Objective: Go through the entries below and pick out every line containing the word "blurred". Copy each of those lines in full.

Entries from an annotation dataset:
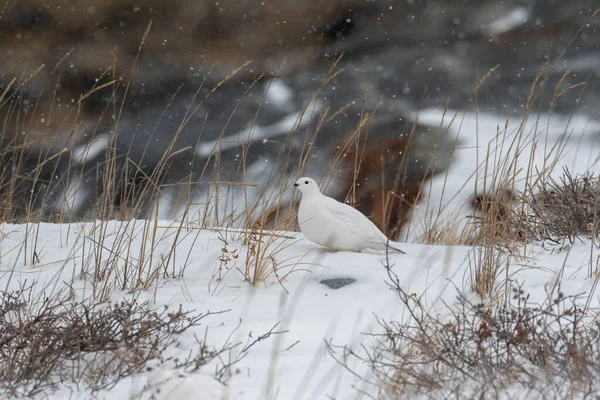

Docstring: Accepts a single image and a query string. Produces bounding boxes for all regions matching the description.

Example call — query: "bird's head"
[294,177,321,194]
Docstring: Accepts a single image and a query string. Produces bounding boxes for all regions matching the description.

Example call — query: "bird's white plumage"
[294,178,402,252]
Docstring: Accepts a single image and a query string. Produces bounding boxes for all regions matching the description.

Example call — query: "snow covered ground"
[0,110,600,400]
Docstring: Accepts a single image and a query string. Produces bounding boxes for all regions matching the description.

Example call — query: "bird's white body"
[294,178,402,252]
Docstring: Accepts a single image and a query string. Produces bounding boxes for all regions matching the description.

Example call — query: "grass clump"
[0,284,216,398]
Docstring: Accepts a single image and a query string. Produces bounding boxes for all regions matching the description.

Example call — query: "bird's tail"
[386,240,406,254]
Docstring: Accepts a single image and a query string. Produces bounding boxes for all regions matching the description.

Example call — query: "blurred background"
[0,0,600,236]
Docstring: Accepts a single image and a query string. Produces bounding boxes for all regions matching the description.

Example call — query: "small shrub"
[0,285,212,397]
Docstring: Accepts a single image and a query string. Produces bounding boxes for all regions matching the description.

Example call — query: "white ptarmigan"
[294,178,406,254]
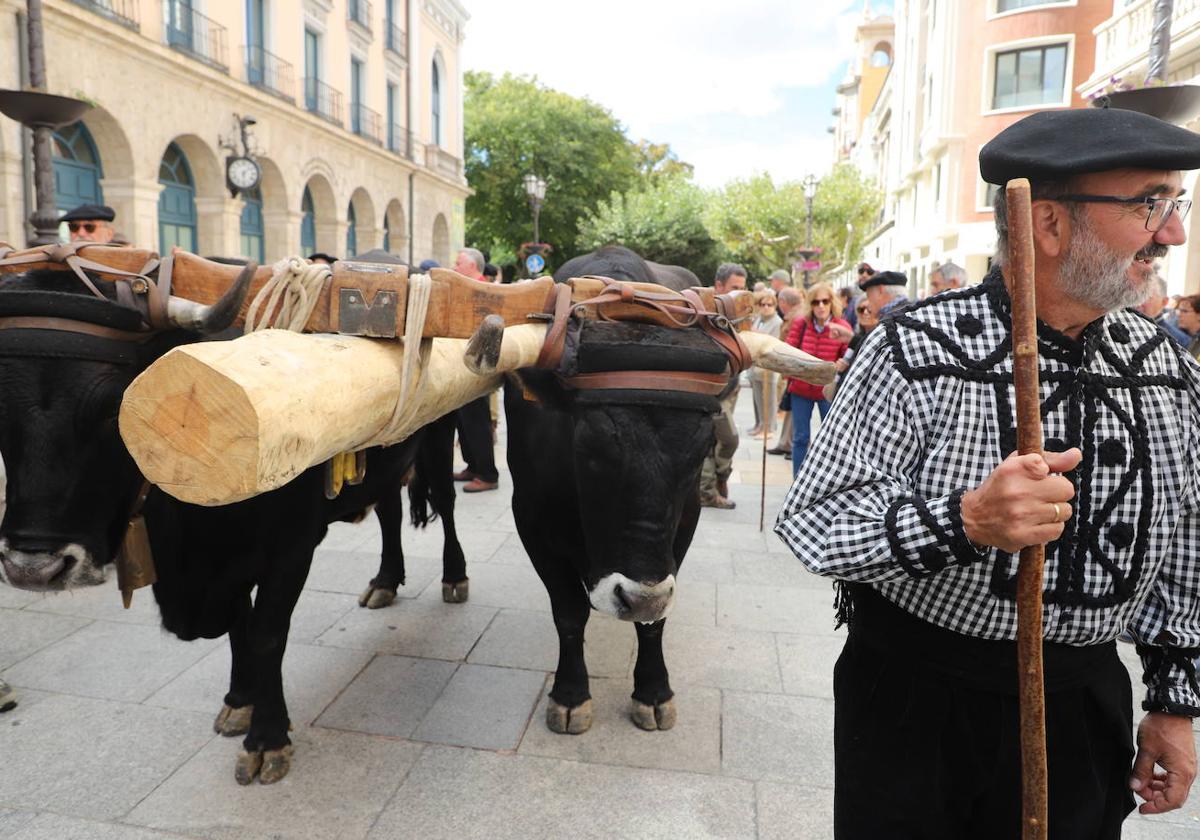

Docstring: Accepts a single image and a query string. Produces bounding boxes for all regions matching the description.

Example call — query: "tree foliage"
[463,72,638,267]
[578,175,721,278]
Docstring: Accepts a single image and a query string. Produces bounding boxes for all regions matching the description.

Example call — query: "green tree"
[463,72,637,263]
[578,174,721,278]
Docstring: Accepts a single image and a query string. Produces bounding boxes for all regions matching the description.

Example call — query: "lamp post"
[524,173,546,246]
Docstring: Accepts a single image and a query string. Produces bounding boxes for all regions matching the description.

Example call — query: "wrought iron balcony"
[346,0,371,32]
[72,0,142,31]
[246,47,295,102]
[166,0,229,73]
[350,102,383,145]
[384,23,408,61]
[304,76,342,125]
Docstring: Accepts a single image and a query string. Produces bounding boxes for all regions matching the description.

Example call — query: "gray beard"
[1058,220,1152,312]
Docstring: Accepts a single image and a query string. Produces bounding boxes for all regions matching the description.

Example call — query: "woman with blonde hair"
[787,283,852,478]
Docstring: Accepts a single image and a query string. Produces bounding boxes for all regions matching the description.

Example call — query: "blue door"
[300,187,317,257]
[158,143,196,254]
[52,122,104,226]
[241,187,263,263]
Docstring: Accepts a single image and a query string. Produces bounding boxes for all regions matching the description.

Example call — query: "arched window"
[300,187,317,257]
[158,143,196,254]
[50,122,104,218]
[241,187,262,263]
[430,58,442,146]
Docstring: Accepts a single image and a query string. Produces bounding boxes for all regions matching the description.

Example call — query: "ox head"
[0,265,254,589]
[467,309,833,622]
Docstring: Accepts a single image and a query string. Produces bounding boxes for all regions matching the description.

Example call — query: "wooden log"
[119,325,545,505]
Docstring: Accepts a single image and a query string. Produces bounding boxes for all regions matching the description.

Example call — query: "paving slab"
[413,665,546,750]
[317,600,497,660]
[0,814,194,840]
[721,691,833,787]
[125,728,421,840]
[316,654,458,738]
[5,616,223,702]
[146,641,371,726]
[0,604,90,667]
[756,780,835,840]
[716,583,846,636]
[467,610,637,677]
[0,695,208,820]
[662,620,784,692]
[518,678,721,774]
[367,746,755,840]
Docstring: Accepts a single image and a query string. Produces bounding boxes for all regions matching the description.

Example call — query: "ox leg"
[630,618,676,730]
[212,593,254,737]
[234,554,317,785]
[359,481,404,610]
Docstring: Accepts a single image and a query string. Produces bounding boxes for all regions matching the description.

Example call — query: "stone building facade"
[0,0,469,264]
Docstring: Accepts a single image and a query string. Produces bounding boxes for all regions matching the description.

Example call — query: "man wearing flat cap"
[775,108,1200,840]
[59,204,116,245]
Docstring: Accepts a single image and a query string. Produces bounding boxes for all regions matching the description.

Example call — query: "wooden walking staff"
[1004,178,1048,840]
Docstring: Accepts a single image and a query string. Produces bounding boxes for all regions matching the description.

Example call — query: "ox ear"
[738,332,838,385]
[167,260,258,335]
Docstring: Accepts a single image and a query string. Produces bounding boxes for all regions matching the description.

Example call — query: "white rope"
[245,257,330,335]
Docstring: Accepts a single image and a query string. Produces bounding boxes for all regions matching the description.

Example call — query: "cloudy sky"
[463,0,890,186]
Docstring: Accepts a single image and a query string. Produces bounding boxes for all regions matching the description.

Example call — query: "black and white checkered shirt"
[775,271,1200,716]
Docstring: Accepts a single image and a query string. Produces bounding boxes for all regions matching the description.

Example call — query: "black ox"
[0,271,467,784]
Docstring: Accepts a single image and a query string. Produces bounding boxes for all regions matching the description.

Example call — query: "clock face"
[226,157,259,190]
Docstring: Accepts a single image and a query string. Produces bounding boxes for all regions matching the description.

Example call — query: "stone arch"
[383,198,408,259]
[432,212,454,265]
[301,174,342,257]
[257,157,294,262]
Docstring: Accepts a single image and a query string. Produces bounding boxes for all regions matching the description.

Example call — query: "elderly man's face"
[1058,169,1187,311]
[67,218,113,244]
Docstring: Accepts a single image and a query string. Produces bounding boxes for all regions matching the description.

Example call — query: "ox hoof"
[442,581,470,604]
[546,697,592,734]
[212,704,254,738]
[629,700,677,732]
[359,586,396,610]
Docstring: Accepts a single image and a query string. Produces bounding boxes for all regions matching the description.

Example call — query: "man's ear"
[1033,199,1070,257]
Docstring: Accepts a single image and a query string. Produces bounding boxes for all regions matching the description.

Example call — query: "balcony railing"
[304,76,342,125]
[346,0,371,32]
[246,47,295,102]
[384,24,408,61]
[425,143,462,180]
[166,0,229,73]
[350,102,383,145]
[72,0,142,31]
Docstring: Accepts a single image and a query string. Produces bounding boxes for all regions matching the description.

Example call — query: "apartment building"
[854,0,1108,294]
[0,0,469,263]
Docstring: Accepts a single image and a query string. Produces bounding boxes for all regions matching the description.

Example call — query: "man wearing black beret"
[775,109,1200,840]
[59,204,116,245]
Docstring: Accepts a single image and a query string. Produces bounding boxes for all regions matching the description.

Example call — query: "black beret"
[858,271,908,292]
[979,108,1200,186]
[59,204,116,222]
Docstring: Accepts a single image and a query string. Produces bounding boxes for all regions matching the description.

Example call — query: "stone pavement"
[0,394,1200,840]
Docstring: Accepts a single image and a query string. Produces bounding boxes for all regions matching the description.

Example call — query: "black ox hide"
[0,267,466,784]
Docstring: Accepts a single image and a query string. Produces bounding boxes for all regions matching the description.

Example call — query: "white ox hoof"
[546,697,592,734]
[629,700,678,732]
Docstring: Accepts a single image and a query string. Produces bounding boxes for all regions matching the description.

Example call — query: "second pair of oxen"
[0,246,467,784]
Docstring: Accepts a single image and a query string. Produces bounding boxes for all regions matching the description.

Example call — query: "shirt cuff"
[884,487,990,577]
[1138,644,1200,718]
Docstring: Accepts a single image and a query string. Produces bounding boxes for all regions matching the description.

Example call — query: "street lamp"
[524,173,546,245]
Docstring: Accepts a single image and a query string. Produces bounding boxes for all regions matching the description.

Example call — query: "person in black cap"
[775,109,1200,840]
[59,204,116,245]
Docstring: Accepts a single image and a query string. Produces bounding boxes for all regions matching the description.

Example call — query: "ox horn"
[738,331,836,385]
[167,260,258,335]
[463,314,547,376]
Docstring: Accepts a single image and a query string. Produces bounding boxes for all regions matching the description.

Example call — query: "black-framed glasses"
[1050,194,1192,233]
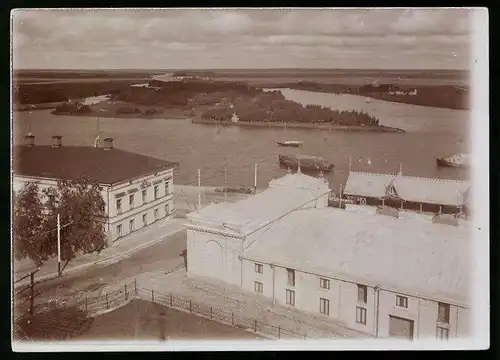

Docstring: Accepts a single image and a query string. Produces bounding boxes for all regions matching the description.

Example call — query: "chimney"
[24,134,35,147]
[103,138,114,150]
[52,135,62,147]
--
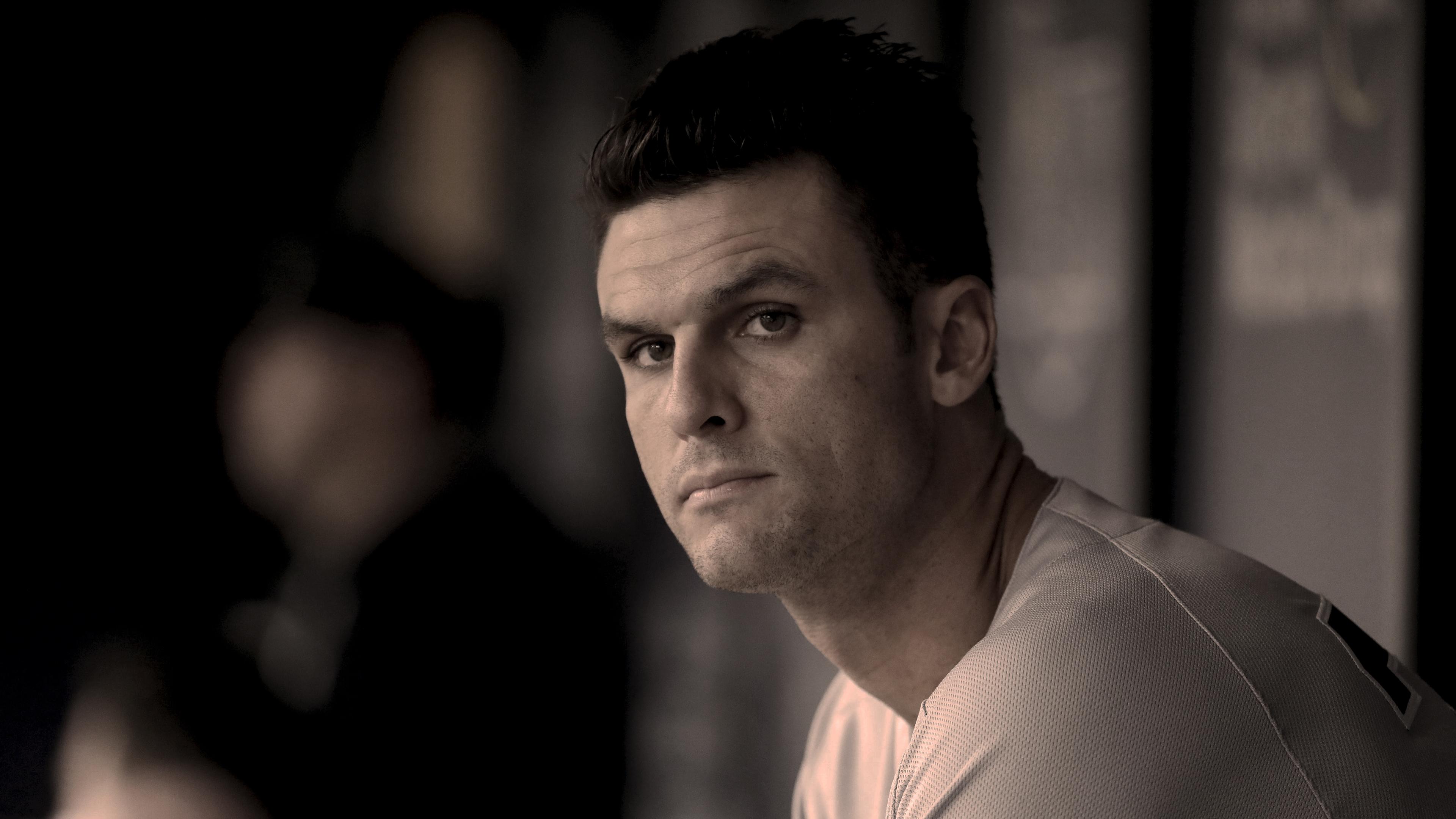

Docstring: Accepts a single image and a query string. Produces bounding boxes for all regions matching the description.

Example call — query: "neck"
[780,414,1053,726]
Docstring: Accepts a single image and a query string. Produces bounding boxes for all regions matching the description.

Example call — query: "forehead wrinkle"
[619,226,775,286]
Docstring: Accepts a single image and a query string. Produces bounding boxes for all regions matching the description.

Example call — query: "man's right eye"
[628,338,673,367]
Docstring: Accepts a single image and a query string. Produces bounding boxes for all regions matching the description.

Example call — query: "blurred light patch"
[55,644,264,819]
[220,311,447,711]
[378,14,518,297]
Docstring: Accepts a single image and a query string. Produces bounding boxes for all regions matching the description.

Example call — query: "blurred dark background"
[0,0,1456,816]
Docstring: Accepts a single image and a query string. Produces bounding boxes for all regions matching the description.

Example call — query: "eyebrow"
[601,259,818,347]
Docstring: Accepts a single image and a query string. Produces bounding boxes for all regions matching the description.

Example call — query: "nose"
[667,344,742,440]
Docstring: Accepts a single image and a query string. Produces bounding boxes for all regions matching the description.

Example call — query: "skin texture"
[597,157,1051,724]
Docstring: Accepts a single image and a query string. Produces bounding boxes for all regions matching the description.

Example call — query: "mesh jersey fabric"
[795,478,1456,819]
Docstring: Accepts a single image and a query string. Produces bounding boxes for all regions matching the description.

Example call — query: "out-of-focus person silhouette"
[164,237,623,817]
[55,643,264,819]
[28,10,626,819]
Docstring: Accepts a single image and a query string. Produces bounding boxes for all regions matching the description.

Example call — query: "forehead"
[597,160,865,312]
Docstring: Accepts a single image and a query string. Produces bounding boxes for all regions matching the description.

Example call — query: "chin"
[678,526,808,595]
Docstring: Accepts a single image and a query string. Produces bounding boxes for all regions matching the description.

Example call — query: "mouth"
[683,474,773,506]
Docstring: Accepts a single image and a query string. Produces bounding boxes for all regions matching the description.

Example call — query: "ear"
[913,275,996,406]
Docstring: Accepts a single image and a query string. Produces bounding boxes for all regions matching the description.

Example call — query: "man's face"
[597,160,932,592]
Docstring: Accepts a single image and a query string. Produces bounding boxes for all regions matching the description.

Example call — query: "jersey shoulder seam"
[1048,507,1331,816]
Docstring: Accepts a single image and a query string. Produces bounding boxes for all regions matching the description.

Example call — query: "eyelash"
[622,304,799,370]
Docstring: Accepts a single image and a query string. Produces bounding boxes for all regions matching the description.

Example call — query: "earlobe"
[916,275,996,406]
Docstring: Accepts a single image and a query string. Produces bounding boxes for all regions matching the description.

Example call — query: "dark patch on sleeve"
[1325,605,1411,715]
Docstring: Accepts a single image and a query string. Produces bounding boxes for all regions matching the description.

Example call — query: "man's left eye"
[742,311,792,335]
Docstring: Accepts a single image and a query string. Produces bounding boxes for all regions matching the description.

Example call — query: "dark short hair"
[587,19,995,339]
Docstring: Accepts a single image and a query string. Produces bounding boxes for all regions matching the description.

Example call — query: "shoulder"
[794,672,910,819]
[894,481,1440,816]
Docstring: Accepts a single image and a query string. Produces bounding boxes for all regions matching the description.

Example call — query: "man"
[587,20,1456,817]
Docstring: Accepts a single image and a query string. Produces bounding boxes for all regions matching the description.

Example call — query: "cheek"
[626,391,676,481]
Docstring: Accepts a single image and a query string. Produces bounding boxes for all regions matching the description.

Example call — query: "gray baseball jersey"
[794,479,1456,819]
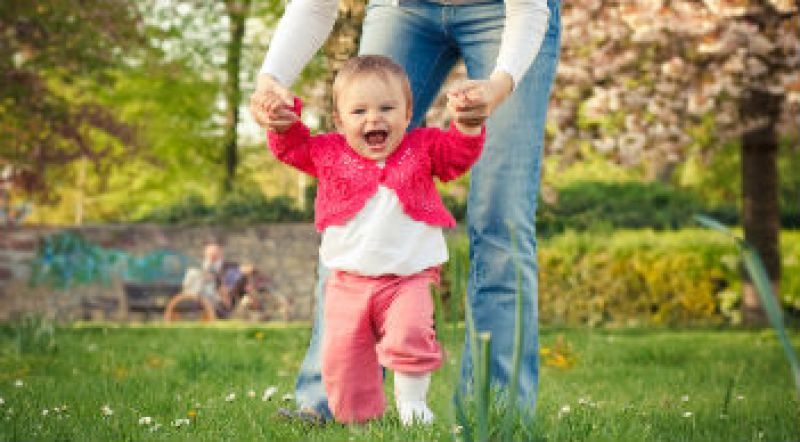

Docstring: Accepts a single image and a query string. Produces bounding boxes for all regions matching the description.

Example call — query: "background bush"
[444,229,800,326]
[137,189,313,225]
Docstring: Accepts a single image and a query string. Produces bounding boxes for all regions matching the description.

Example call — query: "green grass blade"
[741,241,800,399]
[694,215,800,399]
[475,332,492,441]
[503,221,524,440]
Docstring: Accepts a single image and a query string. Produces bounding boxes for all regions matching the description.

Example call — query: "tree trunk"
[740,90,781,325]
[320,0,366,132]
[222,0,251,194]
...
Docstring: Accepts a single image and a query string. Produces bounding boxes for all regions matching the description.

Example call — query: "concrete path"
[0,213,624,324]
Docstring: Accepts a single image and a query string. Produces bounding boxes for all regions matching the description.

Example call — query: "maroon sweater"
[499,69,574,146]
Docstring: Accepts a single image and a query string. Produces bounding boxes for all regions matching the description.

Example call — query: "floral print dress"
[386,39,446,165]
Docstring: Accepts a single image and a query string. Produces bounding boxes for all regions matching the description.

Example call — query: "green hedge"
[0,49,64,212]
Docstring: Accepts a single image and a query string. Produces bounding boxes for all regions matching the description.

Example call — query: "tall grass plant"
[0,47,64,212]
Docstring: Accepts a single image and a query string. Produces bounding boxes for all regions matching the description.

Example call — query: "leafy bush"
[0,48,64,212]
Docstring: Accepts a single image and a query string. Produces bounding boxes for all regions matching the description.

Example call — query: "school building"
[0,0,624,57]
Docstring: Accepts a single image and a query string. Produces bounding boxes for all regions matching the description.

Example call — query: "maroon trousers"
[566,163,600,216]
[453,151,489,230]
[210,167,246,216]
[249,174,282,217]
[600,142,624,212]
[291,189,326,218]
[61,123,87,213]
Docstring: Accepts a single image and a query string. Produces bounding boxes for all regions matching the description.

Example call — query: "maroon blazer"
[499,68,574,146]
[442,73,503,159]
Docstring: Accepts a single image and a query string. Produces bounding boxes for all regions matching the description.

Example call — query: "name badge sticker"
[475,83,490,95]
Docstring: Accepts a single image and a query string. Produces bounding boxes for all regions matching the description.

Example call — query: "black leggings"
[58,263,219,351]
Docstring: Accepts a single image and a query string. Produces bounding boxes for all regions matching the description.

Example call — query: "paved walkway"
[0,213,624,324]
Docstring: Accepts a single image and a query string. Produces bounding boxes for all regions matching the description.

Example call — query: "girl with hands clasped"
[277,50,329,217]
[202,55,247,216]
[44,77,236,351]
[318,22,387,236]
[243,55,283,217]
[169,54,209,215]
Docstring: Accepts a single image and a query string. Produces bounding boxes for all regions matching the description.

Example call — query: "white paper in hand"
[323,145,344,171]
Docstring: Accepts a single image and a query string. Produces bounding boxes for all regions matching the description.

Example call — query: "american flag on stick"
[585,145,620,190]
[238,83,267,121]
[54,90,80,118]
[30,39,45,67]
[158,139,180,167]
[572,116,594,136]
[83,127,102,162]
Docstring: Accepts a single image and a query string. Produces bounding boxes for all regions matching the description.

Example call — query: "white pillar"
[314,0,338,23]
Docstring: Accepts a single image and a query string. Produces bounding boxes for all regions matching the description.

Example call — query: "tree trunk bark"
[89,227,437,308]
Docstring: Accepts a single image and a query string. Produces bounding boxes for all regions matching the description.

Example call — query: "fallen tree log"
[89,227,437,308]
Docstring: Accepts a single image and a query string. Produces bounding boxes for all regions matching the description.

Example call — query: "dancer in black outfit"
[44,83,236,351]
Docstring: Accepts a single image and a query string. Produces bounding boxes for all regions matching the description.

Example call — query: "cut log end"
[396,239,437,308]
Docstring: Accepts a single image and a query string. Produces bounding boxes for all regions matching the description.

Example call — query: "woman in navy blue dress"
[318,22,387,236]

Problem solution:
Example call — query: "blurred background"
Example call — query: "blurred light patch"
Example call — query: "blurred dark background"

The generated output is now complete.